--- Extracted information ---

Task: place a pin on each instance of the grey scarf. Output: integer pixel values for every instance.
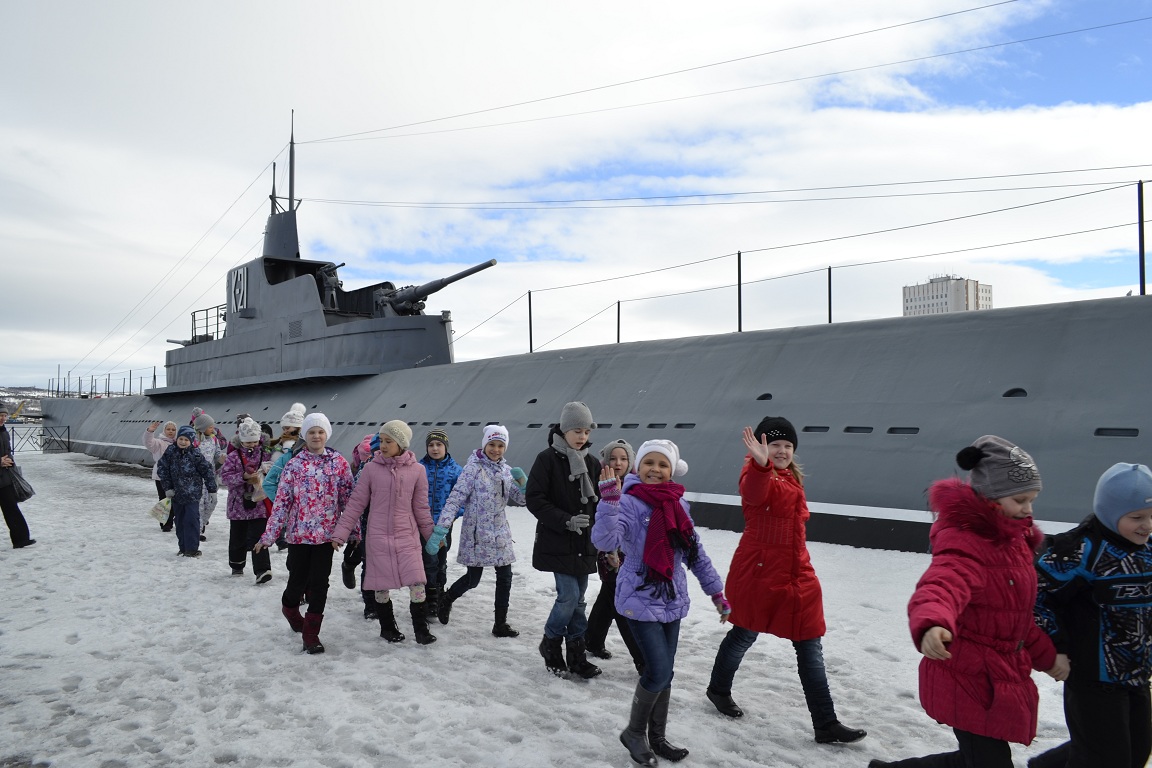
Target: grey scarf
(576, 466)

---
--- Extracted information ---

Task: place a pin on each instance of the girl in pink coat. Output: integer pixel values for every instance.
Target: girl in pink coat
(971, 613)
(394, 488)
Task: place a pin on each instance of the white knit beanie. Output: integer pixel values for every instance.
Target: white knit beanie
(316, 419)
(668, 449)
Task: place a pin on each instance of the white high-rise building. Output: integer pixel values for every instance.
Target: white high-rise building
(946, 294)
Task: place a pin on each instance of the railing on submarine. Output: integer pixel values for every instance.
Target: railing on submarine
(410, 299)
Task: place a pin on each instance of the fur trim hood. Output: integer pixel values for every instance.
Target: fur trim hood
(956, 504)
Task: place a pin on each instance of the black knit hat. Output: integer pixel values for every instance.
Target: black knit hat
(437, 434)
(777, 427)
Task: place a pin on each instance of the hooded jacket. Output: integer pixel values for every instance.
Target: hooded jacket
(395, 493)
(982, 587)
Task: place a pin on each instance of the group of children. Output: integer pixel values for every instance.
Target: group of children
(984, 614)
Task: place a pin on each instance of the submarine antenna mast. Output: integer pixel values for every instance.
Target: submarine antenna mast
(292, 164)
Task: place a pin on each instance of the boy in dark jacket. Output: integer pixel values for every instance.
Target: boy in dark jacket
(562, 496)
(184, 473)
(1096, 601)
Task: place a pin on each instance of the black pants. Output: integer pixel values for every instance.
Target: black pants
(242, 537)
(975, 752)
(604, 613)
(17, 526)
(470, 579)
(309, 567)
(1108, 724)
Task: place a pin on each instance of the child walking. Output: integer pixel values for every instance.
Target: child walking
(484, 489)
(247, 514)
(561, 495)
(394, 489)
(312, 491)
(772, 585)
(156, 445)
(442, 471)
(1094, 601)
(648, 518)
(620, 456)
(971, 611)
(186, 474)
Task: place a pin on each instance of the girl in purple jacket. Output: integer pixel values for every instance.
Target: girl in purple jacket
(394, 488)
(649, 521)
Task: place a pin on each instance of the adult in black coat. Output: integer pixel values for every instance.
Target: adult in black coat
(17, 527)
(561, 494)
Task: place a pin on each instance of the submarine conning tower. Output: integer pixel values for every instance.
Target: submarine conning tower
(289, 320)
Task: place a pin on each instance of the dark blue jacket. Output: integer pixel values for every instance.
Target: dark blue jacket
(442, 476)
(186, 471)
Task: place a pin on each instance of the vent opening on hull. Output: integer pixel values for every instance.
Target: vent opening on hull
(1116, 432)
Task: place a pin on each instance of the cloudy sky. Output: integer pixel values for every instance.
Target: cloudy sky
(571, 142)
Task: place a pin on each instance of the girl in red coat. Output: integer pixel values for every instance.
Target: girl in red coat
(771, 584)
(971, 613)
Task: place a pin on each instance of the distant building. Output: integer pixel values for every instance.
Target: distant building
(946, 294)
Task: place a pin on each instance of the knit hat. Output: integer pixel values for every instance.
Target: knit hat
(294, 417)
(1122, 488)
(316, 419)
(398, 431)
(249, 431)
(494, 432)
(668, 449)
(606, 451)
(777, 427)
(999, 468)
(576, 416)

---

*Instructions for the task*: Reproduce the lines of the entries above from the one with "Task: place a pin on each instance of the white high-rise" to the one with "Task: place a pin on each instance of the black pants.", both included, exactly and without any other line.

*Result of this exercise*:
Task: place a pin on each instance of the white high-rise building. Output: integer pixel values for every instance.
Target: white high-rise building
(946, 294)
Task: place a pin on each instance of the railing on submarine. Output: integer pixel values for every instance.
Target: railing on submarine
(410, 299)
Task: place a pin on each instance of the fur trim hood. Output: integer pixel values for every instance.
Target: fur trim hood
(956, 504)
Task: place a pin on each instance of the black knit hat. Output: integer pixel values for every instance.
Target: black knit hat
(437, 434)
(777, 427)
Task: place a pin on each instance of the hooded jacket. Output: integer pixel values for every instance.
Target: hooded jacket
(395, 493)
(982, 587)
Task: place a pin on each instance of the group of children. Output: integer pixel values for every instance.
Target: group of children
(984, 614)
Task: place a pin on each instance of the submarine antenna mast. Output: integer pixel values for every instance.
Target: submarine antenna mast
(292, 164)
Task: place a pin on each instance of the boy in dark jacket. Output: integer pixel values for every instance.
Target: boy in dark jacket
(562, 496)
(184, 473)
(1096, 601)
Task: place a pin on each instance of the black pants. Output: integer pixel values for every instance.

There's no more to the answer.